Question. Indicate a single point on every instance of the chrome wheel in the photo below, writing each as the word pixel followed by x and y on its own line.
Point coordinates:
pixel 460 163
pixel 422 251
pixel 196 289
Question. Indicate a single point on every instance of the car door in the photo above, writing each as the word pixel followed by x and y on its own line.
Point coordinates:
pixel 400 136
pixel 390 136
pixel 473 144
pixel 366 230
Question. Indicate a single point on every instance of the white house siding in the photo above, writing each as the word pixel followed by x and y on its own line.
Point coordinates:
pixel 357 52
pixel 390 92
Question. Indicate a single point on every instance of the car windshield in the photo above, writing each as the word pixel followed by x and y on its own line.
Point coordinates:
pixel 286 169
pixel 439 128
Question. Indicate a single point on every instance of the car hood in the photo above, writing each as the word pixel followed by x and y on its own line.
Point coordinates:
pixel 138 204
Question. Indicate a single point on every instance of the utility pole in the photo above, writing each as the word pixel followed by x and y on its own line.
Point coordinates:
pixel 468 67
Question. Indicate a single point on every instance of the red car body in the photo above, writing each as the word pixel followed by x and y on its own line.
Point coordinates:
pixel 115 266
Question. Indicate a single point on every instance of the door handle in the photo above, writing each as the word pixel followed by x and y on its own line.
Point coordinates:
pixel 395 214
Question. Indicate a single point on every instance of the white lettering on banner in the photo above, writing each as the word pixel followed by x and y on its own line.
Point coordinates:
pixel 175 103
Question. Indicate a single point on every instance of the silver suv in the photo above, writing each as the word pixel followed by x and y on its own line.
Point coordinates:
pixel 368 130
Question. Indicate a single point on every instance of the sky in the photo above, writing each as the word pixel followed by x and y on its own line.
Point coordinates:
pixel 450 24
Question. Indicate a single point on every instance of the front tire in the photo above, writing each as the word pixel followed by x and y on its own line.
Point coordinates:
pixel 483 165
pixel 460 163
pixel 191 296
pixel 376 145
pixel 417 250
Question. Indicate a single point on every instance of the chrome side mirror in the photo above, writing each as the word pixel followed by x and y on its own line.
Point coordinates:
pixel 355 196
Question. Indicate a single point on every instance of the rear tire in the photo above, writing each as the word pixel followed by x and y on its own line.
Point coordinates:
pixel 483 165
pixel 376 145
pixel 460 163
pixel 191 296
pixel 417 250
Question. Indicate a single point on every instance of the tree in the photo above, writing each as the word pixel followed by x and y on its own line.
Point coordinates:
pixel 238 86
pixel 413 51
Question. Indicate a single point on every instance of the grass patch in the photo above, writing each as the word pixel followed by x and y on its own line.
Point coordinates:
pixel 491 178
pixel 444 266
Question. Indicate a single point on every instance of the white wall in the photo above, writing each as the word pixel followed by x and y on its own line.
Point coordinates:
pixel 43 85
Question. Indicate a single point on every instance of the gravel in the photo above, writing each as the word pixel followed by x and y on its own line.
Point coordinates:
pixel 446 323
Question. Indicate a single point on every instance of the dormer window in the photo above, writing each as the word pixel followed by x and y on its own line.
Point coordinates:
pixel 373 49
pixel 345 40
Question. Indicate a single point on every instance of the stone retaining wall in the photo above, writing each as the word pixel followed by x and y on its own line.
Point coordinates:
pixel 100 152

--

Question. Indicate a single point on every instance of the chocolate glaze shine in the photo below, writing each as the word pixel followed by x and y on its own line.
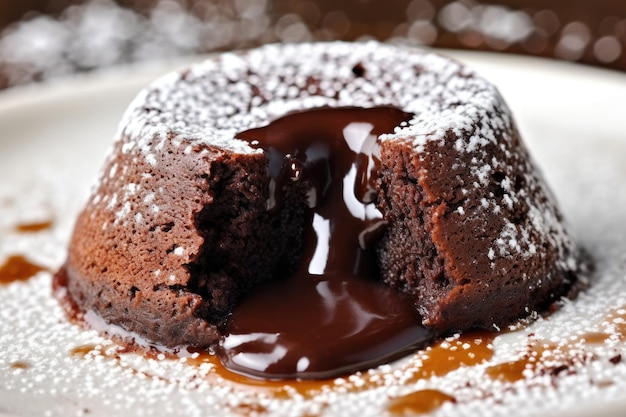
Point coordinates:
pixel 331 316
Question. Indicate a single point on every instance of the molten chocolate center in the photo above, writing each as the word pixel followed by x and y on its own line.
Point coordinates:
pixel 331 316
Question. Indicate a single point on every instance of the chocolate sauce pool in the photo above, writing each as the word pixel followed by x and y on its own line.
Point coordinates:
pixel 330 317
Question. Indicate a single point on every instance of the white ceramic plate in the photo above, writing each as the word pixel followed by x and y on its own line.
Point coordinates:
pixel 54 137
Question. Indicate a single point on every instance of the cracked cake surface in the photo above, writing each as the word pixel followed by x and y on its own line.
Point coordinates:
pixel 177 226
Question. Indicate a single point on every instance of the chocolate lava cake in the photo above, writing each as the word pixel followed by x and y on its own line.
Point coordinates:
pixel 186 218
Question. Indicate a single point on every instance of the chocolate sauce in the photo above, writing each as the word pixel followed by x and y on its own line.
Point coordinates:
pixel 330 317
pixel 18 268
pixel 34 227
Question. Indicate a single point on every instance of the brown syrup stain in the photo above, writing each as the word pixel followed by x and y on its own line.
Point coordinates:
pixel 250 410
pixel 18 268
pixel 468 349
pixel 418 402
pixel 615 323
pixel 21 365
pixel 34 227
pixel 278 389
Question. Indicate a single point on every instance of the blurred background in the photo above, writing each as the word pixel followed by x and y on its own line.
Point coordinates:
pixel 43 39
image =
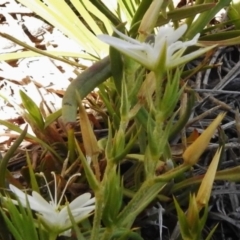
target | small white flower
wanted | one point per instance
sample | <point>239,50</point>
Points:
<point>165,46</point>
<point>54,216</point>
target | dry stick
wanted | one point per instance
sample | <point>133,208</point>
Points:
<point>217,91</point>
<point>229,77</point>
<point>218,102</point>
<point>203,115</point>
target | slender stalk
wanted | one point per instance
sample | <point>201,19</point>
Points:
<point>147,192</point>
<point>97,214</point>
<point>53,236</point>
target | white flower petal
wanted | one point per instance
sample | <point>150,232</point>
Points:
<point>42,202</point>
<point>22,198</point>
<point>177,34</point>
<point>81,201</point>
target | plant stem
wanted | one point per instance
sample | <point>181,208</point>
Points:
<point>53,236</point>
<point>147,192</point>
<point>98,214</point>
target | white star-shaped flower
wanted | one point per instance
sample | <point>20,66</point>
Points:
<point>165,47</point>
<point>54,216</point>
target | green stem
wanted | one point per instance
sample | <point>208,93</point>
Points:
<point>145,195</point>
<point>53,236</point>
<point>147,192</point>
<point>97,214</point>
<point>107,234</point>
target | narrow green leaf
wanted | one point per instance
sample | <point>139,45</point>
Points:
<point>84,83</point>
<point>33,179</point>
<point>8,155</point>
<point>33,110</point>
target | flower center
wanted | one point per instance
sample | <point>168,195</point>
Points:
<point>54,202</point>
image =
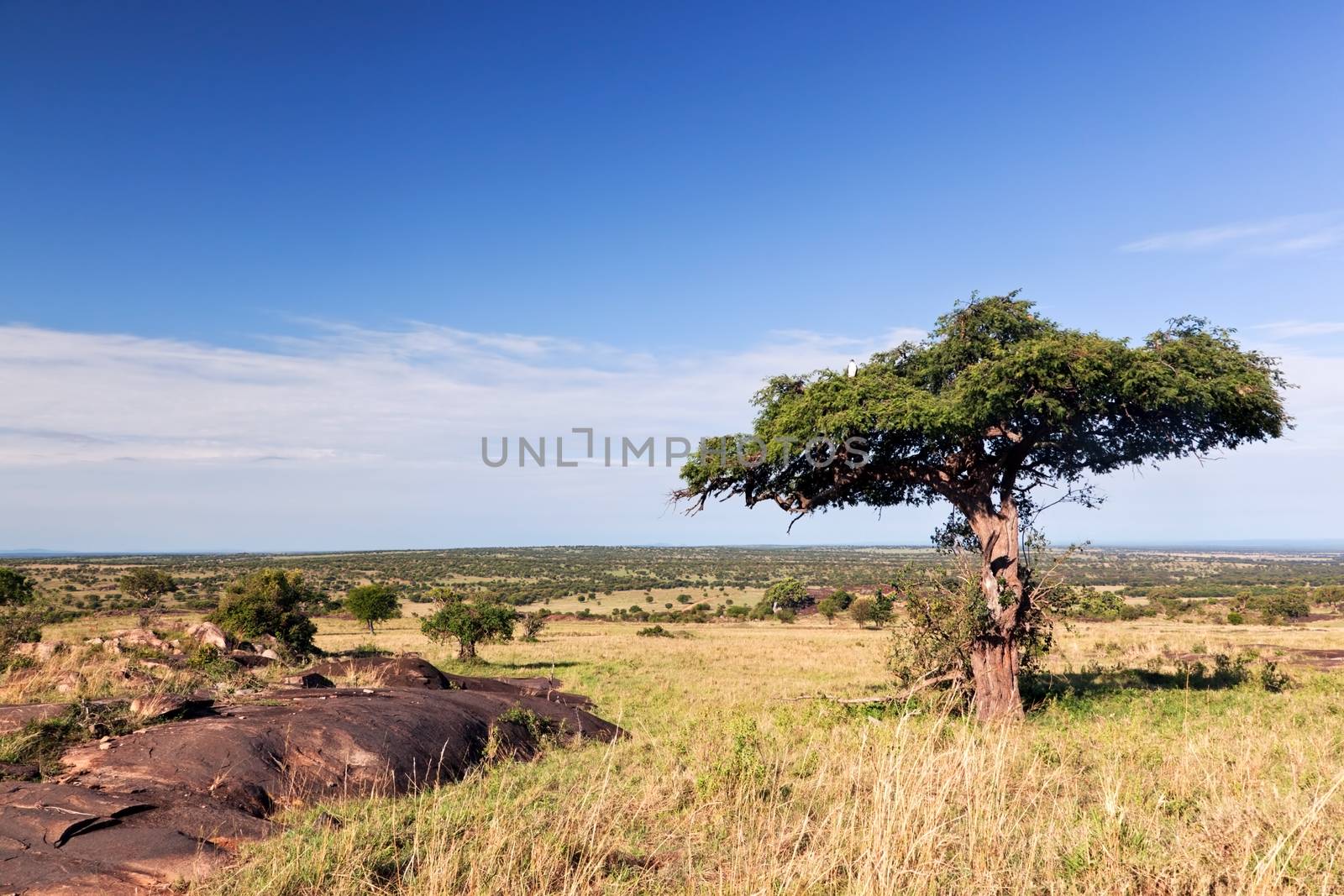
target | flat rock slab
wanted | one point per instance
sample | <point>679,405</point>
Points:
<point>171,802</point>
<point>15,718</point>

Problem description => In the material above, find the line containing "the chrome wheel" and the line containing "the car windshield", then write out exactly those two lines and every line between them, and nothing more.

Task output =>
Question. Indicate a single point on every instance of the chrome wheel in the photo below, writing each as the word pixel followed by x and y on its own line.
Point coordinates:
pixel 460 163
pixel 422 251
pixel 196 289
Question. Indicate a single point on every instance of the car door in the photo above, writing each as the word pixel followed by x and y on its own line.
Point coordinates:
pixel 400 136
pixel 390 136
pixel 473 144
pixel 366 230
Question. Indicate a single point on every instance of the white house siding in the photo above, writing each as the word pixel followed by x and y on its own line.
Point coordinates:
pixel 357 52
pixel 390 92
Question. Indicate a single point on every instance of the car windshield in the photo above, writing each as the word pixel followed by x and y on its own line.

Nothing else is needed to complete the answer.